- _Texto fuente_
******************************
Regresamos en un vagón civil normal, con guardias en el pasillo para impedir que nos fugáramos. Había visto matar a un bebé de un puñetazo. La escena no se me iba de la cabeza mientras miraba sin ver por la ventana. Ya estaba empezando a guardarme las cosas. No podía hacer nada. Nunca había retrocedido ni rehusado el combate; no me habían educado así. Entonces tenía que estar haciéndolo permanentemente.
El intercambio con Hans me había facilitado ciertos nombres y cierta información. Me hice una idea más cabal de lo que estaba ocurriendo en su campo, pero yo esperaba haberme enterado de más cosas. Estaba decepcionado. Allí tenían lugar los procesos de selección, pero la matanza mecanizada se llevaba a cabo en otra parte. Seguía habiendo muchas cosas que no sabía.
Pasaron las semanas y se estaba aproximando el invierno, el tiempo era cada vez más frío. La victoria parecía inclinarse de nuestro lado, pero lentamente. No tenía ni idea de cómo terminaría la terrible historia de los campos; ¿quién viviría para contarlo? ¿Quién quedaría para dar testimonio?
A lo largo de los meses, poco a poco fue ganando otra vez fuerza en mí la idea de volver a intentarlo. Hans seguía vivo. Milagrosamente, sus dos camaradas también. Sugerí que volviéramos a hacer el intercambio y aceptó. Su situación no había mejorado y valía la pena arriesgarse. Vuelta a los tiempos de ponerse a planificar. Esa vez no efectuaríamos el intercambio en el Bude, el cobertizo que utilizamos la primera vez, sino en un Bau, un edificio de ladrillo que se alzaba en el recinto de la fábrica.
******************************
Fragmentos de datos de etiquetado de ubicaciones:

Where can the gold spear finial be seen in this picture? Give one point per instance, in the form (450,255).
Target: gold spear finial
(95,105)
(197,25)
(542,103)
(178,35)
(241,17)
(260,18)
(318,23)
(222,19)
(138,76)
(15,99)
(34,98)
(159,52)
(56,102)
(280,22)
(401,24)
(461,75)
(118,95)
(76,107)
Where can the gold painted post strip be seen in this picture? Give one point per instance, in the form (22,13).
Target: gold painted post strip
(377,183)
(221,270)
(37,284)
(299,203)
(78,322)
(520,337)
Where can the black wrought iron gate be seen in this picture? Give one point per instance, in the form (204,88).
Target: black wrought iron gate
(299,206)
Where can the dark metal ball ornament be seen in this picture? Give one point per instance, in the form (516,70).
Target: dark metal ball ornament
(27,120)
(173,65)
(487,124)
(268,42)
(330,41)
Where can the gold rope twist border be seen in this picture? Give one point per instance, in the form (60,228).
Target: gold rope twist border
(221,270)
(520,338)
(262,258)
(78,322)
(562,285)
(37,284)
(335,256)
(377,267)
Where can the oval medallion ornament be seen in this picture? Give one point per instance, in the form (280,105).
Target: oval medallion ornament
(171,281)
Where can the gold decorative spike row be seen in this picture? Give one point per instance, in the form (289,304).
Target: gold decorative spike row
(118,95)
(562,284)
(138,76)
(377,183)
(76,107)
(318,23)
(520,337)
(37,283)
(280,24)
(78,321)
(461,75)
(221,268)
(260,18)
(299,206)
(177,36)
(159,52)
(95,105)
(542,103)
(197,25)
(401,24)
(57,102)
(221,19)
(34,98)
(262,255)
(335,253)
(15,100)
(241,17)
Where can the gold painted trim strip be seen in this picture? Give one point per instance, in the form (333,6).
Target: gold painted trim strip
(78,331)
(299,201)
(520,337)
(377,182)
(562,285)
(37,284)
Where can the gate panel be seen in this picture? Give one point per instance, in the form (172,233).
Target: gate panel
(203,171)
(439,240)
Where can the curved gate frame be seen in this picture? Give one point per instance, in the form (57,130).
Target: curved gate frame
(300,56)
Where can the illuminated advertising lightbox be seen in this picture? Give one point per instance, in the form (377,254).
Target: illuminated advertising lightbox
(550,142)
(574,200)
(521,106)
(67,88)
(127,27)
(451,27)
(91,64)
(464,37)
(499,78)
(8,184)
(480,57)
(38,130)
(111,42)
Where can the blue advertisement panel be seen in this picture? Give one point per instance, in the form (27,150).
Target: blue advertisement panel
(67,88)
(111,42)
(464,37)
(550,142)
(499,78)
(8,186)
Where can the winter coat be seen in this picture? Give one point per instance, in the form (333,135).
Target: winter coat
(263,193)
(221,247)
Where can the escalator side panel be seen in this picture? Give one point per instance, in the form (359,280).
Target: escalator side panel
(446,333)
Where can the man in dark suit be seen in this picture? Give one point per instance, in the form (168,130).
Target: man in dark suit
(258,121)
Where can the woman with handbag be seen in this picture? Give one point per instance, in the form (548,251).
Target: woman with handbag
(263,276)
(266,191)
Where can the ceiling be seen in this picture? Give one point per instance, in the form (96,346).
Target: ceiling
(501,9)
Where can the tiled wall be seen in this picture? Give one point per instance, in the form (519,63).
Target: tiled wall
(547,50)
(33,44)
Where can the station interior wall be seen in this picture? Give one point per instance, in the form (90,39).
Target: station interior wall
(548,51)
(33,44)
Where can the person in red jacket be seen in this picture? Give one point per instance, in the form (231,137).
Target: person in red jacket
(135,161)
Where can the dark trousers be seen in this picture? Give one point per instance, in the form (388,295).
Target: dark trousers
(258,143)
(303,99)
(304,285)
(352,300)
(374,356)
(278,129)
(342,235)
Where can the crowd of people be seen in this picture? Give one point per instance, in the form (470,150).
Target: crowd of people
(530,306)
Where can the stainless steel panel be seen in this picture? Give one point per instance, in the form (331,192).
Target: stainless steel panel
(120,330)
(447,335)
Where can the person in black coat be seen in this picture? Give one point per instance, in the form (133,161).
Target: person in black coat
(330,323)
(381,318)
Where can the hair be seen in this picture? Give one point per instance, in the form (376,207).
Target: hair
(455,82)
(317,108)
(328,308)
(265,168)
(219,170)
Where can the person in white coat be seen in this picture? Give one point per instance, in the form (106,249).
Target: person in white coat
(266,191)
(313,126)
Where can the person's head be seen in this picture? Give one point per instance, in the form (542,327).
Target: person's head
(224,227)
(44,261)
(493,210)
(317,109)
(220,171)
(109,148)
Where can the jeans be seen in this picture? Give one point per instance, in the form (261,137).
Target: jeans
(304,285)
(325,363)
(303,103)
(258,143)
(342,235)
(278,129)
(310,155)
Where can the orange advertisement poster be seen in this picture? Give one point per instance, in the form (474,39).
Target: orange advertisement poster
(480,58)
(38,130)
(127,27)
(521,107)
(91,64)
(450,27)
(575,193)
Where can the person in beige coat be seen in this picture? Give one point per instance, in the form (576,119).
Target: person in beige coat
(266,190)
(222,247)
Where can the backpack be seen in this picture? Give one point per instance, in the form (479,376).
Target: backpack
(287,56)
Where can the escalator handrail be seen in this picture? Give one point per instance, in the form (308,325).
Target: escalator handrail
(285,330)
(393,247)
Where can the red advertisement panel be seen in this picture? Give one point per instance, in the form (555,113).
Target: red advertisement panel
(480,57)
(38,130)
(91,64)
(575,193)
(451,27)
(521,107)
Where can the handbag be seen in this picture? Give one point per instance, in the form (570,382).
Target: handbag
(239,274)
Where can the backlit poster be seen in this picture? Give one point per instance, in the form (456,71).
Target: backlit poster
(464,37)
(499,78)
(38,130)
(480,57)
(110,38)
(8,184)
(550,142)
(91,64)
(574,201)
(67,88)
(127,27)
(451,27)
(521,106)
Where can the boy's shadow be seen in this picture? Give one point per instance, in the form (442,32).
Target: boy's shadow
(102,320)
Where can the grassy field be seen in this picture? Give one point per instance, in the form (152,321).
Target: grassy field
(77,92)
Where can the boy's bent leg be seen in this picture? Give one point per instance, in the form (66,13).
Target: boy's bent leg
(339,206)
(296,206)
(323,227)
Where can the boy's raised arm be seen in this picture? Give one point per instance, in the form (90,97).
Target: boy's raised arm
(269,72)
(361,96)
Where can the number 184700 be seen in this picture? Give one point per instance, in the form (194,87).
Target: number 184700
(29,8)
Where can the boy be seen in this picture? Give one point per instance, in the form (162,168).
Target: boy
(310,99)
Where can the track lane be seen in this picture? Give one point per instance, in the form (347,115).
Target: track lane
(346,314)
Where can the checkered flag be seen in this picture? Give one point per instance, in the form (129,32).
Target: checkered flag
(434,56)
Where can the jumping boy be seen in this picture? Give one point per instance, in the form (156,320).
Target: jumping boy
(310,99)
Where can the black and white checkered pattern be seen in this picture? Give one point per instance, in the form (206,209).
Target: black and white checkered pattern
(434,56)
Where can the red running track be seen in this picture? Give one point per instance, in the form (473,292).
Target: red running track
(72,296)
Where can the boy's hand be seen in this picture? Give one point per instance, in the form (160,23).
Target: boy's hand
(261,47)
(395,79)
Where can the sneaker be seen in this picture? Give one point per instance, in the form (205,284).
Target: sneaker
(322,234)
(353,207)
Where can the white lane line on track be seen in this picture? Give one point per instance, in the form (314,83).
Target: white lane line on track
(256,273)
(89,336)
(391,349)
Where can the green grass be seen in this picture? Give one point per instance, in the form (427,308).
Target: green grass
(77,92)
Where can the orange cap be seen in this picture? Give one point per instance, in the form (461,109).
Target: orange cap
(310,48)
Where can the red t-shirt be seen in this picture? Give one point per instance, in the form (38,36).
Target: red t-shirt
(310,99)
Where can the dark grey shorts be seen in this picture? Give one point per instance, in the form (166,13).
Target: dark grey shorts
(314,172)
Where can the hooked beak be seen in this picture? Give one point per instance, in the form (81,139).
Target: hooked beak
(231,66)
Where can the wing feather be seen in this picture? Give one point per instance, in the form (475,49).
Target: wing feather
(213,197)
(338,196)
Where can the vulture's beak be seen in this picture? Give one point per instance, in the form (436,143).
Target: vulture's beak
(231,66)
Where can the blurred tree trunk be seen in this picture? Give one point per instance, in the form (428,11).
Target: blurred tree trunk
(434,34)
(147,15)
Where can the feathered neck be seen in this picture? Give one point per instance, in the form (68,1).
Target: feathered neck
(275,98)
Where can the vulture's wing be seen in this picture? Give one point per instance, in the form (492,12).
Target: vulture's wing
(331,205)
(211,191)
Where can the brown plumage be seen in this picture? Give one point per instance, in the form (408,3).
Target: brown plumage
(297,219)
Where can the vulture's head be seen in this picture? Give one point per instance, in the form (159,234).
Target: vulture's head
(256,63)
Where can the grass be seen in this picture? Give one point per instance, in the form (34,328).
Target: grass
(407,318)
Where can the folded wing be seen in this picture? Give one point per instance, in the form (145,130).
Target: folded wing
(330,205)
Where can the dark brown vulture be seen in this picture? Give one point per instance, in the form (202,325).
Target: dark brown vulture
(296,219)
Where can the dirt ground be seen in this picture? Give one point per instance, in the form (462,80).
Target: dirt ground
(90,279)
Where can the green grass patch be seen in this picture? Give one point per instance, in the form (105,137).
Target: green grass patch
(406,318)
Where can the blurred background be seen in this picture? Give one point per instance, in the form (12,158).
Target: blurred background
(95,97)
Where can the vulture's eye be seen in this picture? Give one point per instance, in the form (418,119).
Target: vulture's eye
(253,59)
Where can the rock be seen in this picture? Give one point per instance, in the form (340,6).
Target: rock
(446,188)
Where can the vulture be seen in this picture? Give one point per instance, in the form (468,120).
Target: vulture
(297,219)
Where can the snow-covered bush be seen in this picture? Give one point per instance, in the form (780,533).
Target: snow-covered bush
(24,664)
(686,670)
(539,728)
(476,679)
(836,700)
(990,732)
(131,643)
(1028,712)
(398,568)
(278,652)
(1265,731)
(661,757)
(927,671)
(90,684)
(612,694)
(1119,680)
******************************
- _Tareas por resolver_
a) Escribe todas las oraciones del texto fuente que terminan en punto y tienen como mucho cuatro palabras.
b) Según el texto fuente, ¿dónde iban a hacer el segundo intercambio?
c) Copia del texto fuente el fragmento que va desde "Regresamos en un" hasta "estar haciéndolo permanentemente.", ambos incluidos.
Las entradas son un material aparte del texto fuente.

- _Respuestas por tarea_
a)
No podía hacer nada.
Estaba decepcionado.
Hans seguía vivo.

b) En un Bau, un edificio de ladrillo que se alzaba en el recinto de la fábrica.

c)
Regresamos en un vagón civil normal, con guardias en el pasillo para impedir que nos fugáramos. Había visto matar a un bebé de un puñetazo. La escena no se me iba de la cabeza mientras miraba sin ver por la ventana. Ya estaba empezando a guardarme las cosas. No podía hacer nada. Nunca había retrocedido ni rehusado el combate; no me habían educado así. Entonces tenía que estar haciéndolo permanentemente.